> [WHAT IS NEEDED]:
Tally how many lines in the entries below contain the word "dirt". Reply with that number alone.
# start of GIVEN ENTRIES
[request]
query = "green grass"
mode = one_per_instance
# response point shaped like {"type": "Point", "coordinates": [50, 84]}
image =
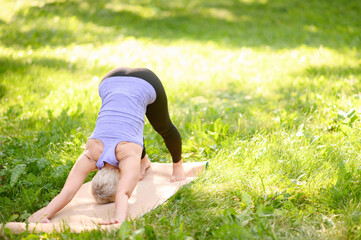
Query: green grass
{"type": "Point", "coordinates": [267, 91]}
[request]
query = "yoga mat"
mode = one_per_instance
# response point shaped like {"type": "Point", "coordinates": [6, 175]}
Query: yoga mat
{"type": "Point", "coordinates": [83, 213]}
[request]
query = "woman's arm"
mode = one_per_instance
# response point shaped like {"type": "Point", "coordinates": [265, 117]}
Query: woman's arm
{"type": "Point", "coordinates": [76, 177]}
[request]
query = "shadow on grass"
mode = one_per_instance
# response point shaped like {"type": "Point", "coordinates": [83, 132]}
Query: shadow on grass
{"type": "Point", "coordinates": [278, 24]}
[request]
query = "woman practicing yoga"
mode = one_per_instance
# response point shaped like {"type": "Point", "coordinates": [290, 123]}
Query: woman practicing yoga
{"type": "Point", "coordinates": [116, 147]}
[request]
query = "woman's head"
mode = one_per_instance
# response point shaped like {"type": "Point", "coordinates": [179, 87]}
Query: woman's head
{"type": "Point", "coordinates": [104, 185]}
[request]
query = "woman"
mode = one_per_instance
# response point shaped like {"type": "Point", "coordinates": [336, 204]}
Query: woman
{"type": "Point", "coordinates": [116, 147]}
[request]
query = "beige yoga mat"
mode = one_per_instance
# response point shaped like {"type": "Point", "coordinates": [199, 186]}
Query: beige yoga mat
{"type": "Point", "coordinates": [83, 213]}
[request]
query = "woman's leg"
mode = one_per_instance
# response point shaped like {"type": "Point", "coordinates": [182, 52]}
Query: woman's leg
{"type": "Point", "coordinates": [158, 116]}
{"type": "Point", "coordinates": [157, 112]}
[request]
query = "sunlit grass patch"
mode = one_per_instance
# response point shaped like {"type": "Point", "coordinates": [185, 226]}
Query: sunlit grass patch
{"type": "Point", "coordinates": [266, 91]}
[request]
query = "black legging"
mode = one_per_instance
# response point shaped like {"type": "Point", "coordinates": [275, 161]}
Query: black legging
{"type": "Point", "coordinates": [157, 112]}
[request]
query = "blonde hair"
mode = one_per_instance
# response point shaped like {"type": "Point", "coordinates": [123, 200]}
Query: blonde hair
{"type": "Point", "coordinates": [104, 185]}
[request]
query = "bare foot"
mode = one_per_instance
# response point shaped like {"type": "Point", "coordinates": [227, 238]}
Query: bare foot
{"type": "Point", "coordinates": [144, 165]}
{"type": "Point", "coordinates": [178, 172]}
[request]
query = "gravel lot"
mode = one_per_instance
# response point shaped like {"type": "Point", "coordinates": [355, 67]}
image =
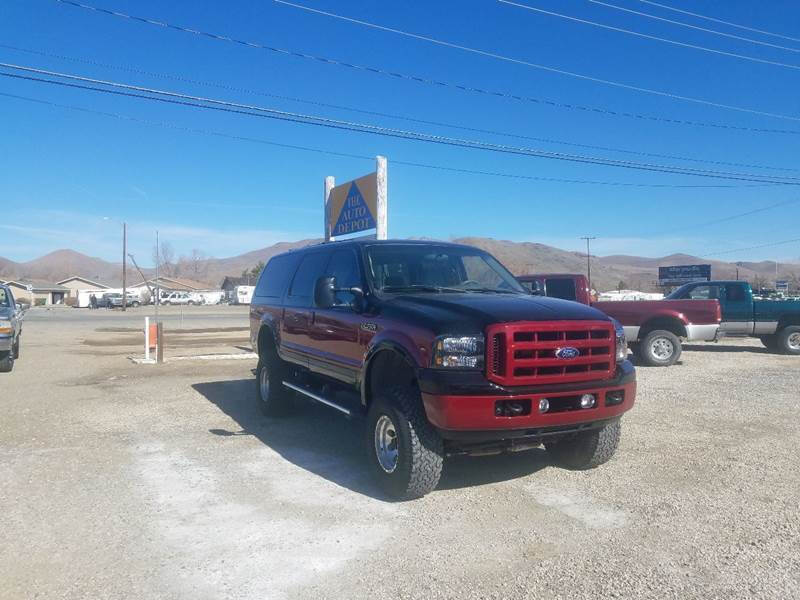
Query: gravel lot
{"type": "Point", "coordinates": [127, 481]}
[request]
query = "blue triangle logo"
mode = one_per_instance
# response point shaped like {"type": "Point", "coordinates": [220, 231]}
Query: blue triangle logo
{"type": "Point", "coordinates": [355, 214]}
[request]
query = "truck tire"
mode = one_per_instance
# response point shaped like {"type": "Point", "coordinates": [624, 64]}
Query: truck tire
{"type": "Point", "coordinates": [6, 362]}
{"type": "Point", "coordinates": [405, 451]}
{"type": "Point", "coordinates": [770, 341]}
{"type": "Point", "coordinates": [660, 348]}
{"type": "Point", "coordinates": [586, 450]}
{"type": "Point", "coordinates": [788, 340]}
{"type": "Point", "coordinates": [274, 399]}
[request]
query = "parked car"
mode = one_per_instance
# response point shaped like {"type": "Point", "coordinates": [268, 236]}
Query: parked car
{"type": "Point", "coordinates": [178, 298]}
{"type": "Point", "coordinates": [10, 329]}
{"type": "Point", "coordinates": [654, 328]}
{"type": "Point", "coordinates": [776, 322]}
{"type": "Point", "coordinates": [442, 352]}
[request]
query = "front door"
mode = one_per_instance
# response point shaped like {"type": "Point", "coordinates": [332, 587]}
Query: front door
{"type": "Point", "coordinates": [298, 317]}
{"type": "Point", "coordinates": [337, 336]}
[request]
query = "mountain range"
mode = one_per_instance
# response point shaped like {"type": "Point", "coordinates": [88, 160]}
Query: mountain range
{"type": "Point", "coordinates": [608, 272]}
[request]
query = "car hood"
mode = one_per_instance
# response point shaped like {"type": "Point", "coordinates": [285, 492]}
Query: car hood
{"type": "Point", "coordinates": [473, 312]}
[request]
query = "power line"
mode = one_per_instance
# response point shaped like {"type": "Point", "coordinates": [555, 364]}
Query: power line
{"type": "Point", "coordinates": [399, 117]}
{"type": "Point", "coordinates": [730, 218]}
{"type": "Point", "coordinates": [648, 36]}
{"type": "Point", "coordinates": [370, 158]}
{"type": "Point", "coordinates": [695, 27]}
{"type": "Point", "coordinates": [707, 18]}
{"type": "Point", "coordinates": [418, 79]}
{"type": "Point", "coordinates": [753, 247]}
{"type": "Point", "coordinates": [200, 102]}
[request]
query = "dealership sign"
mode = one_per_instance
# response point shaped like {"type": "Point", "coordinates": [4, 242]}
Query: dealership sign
{"type": "Point", "coordinates": [354, 205]}
{"type": "Point", "coordinates": [680, 274]}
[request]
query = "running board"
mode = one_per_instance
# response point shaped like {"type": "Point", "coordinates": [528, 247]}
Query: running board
{"type": "Point", "coordinates": [313, 396]}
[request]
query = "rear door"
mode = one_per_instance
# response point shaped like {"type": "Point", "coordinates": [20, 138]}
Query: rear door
{"type": "Point", "coordinates": [298, 317]}
{"type": "Point", "coordinates": [737, 309]}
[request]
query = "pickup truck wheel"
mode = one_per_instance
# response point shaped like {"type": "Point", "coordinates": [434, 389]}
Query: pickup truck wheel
{"type": "Point", "coordinates": [770, 341]}
{"type": "Point", "coordinates": [6, 362]}
{"type": "Point", "coordinates": [586, 450]}
{"type": "Point", "coordinates": [273, 398]}
{"type": "Point", "coordinates": [660, 348]}
{"type": "Point", "coordinates": [788, 340]}
{"type": "Point", "coordinates": [405, 451]}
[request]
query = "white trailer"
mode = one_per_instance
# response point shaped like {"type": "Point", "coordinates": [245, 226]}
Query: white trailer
{"type": "Point", "coordinates": [243, 294]}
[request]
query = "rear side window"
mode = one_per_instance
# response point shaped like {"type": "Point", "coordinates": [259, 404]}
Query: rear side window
{"type": "Point", "coordinates": [311, 267]}
{"type": "Point", "coordinates": [561, 288]}
{"type": "Point", "coordinates": [275, 276]}
{"type": "Point", "coordinates": [734, 292]}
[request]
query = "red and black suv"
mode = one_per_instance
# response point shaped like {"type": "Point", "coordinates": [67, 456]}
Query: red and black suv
{"type": "Point", "coordinates": [443, 352]}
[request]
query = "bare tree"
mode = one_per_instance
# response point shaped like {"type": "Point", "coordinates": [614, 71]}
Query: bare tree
{"type": "Point", "coordinates": [164, 257]}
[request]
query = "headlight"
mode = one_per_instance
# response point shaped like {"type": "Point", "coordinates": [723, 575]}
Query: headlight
{"type": "Point", "coordinates": [622, 342]}
{"type": "Point", "coordinates": [458, 352]}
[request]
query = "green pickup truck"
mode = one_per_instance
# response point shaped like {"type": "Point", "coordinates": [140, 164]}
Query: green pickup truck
{"type": "Point", "coordinates": [775, 322]}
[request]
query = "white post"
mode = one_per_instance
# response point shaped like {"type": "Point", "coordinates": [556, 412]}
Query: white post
{"type": "Point", "coordinates": [330, 182]}
{"type": "Point", "coordinates": [381, 219]}
{"type": "Point", "coordinates": [147, 338]}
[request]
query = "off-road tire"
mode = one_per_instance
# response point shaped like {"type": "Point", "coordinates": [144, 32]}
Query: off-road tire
{"type": "Point", "coordinates": [649, 356]}
{"type": "Point", "coordinates": [786, 340]}
{"type": "Point", "coordinates": [277, 401]}
{"type": "Point", "coordinates": [420, 448]}
{"type": "Point", "coordinates": [770, 341]}
{"type": "Point", "coordinates": [6, 362]}
{"type": "Point", "coordinates": [586, 450]}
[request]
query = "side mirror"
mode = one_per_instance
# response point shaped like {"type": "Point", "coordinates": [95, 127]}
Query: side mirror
{"type": "Point", "coordinates": [325, 292]}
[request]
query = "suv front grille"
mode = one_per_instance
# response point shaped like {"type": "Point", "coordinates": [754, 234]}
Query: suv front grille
{"type": "Point", "coordinates": [527, 352]}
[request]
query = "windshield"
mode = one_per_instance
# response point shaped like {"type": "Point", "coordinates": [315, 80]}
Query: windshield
{"type": "Point", "coordinates": [408, 267]}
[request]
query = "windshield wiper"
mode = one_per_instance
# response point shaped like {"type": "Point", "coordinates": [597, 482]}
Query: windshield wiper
{"type": "Point", "coordinates": [418, 288]}
{"type": "Point", "coordinates": [491, 290]}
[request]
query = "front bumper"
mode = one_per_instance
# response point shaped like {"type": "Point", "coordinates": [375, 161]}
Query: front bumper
{"type": "Point", "coordinates": [6, 341]}
{"type": "Point", "coordinates": [460, 416]}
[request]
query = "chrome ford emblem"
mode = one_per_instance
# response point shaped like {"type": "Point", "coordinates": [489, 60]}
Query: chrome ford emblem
{"type": "Point", "coordinates": [567, 352]}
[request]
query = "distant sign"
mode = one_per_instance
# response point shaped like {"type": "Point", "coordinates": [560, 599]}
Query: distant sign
{"type": "Point", "coordinates": [680, 274]}
{"type": "Point", "coordinates": [353, 205]}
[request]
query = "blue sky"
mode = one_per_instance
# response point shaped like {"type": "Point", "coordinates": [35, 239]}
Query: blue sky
{"type": "Point", "coordinates": [63, 170]}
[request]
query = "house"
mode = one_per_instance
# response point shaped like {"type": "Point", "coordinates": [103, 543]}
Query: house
{"type": "Point", "coordinates": [43, 292]}
{"type": "Point", "coordinates": [76, 283]}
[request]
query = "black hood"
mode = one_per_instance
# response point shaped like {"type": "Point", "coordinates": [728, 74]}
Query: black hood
{"type": "Point", "coordinates": [472, 312]}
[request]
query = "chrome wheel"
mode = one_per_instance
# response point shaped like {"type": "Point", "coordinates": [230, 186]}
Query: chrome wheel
{"type": "Point", "coordinates": [386, 444]}
{"type": "Point", "coordinates": [662, 349]}
{"type": "Point", "coordinates": [794, 341]}
{"type": "Point", "coordinates": [263, 384]}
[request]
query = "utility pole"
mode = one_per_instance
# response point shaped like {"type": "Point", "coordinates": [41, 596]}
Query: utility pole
{"type": "Point", "coordinates": [124, 265]}
{"type": "Point", "coordinates": [589, 261]}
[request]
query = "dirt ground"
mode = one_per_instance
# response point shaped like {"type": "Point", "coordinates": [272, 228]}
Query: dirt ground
{"type": "Point", "coordinates": [120, 480]}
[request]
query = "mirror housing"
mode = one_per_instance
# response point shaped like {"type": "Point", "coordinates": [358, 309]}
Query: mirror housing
{"type": "Point", "coordinates": [325, 294]}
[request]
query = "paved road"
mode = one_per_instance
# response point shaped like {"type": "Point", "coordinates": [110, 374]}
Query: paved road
{"type": "Point", "coordinates": [125, 481]}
# end of GIVEN ENTRIES
> [ANSWER BELOW]:
2